* **TO DO**
Each of the entries below needs to be given again exactly.

* **DATA UNDER STUDY**
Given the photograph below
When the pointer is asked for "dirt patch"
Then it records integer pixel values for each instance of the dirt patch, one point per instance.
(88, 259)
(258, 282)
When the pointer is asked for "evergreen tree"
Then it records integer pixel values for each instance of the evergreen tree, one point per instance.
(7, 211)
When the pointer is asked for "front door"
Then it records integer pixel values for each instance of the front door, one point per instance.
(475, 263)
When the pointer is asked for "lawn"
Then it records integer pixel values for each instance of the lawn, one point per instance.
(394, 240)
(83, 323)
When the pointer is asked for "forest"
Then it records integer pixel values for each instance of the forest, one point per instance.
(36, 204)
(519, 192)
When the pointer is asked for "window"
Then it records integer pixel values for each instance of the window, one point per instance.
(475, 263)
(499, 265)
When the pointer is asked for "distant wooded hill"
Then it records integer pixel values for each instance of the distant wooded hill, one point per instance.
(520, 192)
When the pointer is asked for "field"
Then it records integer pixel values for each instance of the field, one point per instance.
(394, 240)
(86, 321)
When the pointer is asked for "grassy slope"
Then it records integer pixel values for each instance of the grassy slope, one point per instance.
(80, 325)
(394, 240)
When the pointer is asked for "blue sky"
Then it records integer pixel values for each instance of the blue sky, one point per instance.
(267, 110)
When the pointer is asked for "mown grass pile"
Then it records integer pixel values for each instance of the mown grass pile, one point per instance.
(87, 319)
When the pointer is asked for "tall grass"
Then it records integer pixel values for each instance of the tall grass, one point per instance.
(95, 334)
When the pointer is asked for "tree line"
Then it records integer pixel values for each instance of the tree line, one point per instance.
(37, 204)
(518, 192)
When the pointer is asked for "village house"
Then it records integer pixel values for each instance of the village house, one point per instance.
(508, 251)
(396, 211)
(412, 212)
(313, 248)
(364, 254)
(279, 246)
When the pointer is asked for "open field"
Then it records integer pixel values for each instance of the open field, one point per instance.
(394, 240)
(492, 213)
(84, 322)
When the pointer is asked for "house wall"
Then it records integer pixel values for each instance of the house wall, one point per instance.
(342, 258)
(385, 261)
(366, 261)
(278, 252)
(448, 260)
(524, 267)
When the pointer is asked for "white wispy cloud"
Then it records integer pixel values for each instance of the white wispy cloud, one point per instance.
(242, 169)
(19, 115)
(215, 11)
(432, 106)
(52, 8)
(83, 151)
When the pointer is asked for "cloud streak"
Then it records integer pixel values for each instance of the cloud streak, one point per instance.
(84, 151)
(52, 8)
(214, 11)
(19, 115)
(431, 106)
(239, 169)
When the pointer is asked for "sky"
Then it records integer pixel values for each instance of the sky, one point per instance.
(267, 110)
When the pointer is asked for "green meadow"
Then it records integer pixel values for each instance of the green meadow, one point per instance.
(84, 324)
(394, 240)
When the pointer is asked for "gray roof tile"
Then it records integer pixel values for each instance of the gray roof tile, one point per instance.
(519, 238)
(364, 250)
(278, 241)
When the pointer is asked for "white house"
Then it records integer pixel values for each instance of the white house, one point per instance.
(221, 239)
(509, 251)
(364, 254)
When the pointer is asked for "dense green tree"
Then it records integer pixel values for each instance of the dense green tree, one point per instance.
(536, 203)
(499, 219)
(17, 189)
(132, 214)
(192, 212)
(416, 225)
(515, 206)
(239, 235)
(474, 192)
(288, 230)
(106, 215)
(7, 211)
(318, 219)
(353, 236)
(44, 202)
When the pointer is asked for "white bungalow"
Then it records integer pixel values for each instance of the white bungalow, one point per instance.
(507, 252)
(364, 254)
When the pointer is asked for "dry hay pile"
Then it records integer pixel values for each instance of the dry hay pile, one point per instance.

* **SOLVED EXERCISE**
Given the photograph below
When the pointer is asked for "dirt patch"
Then it records integer pixel values for each instance of the dirt patch, one point per instance.
(88, 259)
(258, 282)
When the pointer is asked for "evergreen tree"
Then it records integer pixel values for each instance of the evergreen tree, one point per instance.
(7, 211)
When the pointer is asked for "front door"
Then it records integer pixel values for each instance of the front door, one point per instance.
(475, 263)
When the pointer is asked for "lawn"
Then it records integer pixel values for each instance of the lawn, one point per instance.
(394, 240)
(83, 323)
When the pointer is asked for "forest"
Then it records integer pixel values for each instance of the forest, one point per instance.
(36, 204)
(519, 192)
When the pointer is asked for "window"
Then it records integer pixel values for each instance of the window, one point per instance.
(475, 263)
(499, 265)
When the pointer is asked for "distant wooded hill"
Then it records integer pixel values for each instance of the distant wooded hill, one point per instance.
(520, 192)
When the pointer is asked for "field"
Then it records integer pixel values for each instance of the field, one point per instance.
(394, 240)
(86, 321)
When the pointer is asked for "grassy slope"
Then it records integer pixel values for each instance of the grassy slope, one point per instance.
(80, 325)
(394, 240)
When the pointer is asked for "blue sky"
Then it records integer pixel values for each instance of the blue sky, one point per instance.
(267, 110)
When the pointer is asked for "mown grass pile"
Then it records integer pixel values for each instance of the mown grass pile, one point per instance.
(87, 319)
When the pointer is asked for "tall grass"
Then it records integer pixel values for each instance of the tall grass, one point per instance.
(95, 334)
When the pointer is asked for "tree line"
Then it records integer pixel values for each instance of the tree line, one point per instance.
(37, 204)
(518, 192)
When the pointer is asked for "village house"
Then it records integer pixel values for each instance of the village house, one point per instance.
(508, 251)
(396, 211)
(412, 212)
(313, 248)
(364, 254)
(279, 246)
When the pointer is asked for "open field"
Then it records integer pixel values for each instance of the open field, one point per instance.
(394, 240)
(492, 213)
(84, 322)
When the pointer is asked for "house wall"
Then it records integer pixel values for each instance of the house wall, one point per instance.
(342, 258)
(385, 261)
(366, 261)
(278, 252)
(448, 260)
(524, 267)
When the pointer is asked for "white wispy cloud"
Then it records integer pixel values for each instance of the white wispy cloud, one point per instance.
(242, 169)
(19, 115)
(215, 11)
(432, 106)
(52, 8)
(83, 151)
When the pointer is asked for "cloud streak"
Then it records integer pixel values for each instance of the cloud streak, one point per instance.
(84, 151)
(52, 8)
(214, 11)
(19, 115)
(431, 106)
(239, 169)
When the pointer is asked for "sky"
Then it records integer pixel values for each instance of the sky, one point per instance.
(267, 110)
When the pointer is asked for "green meadow"
Then it records integer pixel values for each instance of the green meadow, one point per instance.
(84, 324)
(394, 240)
When the pointer is asked for "gray roof tile"
Then it records integer pixel values for each instance of the gray roof tile, one point per instance.
(519, 238)
(364, 250)
(278, 241)
When the pointer is asked for "white house"
Then it records integer pixel values for each instance of the white house, one point per instance.
(221, 239)
(509, 251)
(364, 254)
When the pointer is asked for "dense green tree"
Then it records integer pixel values for each instance of the dense green tree, one point per instance.
(536, 203)
(499, 219)
(17, 189)
(132, 214)
(192, 212)
(416, 225)
(515, 206)
(239, 235)
(474, 192)
(288, 230)
(106, 215)
(7, 211)
(318, 219)
(353, 236)
(44, 202)
When the pointer is asked for "white bungalow"
Then it records integer pixel values for each instance of the white bungalow, one point per instance.
(507, 252)
(364, 254)
When the pointer is asked for "dry hay pile"
Then it records integer pixel values for each instance of the dry hay pile, one point per instance.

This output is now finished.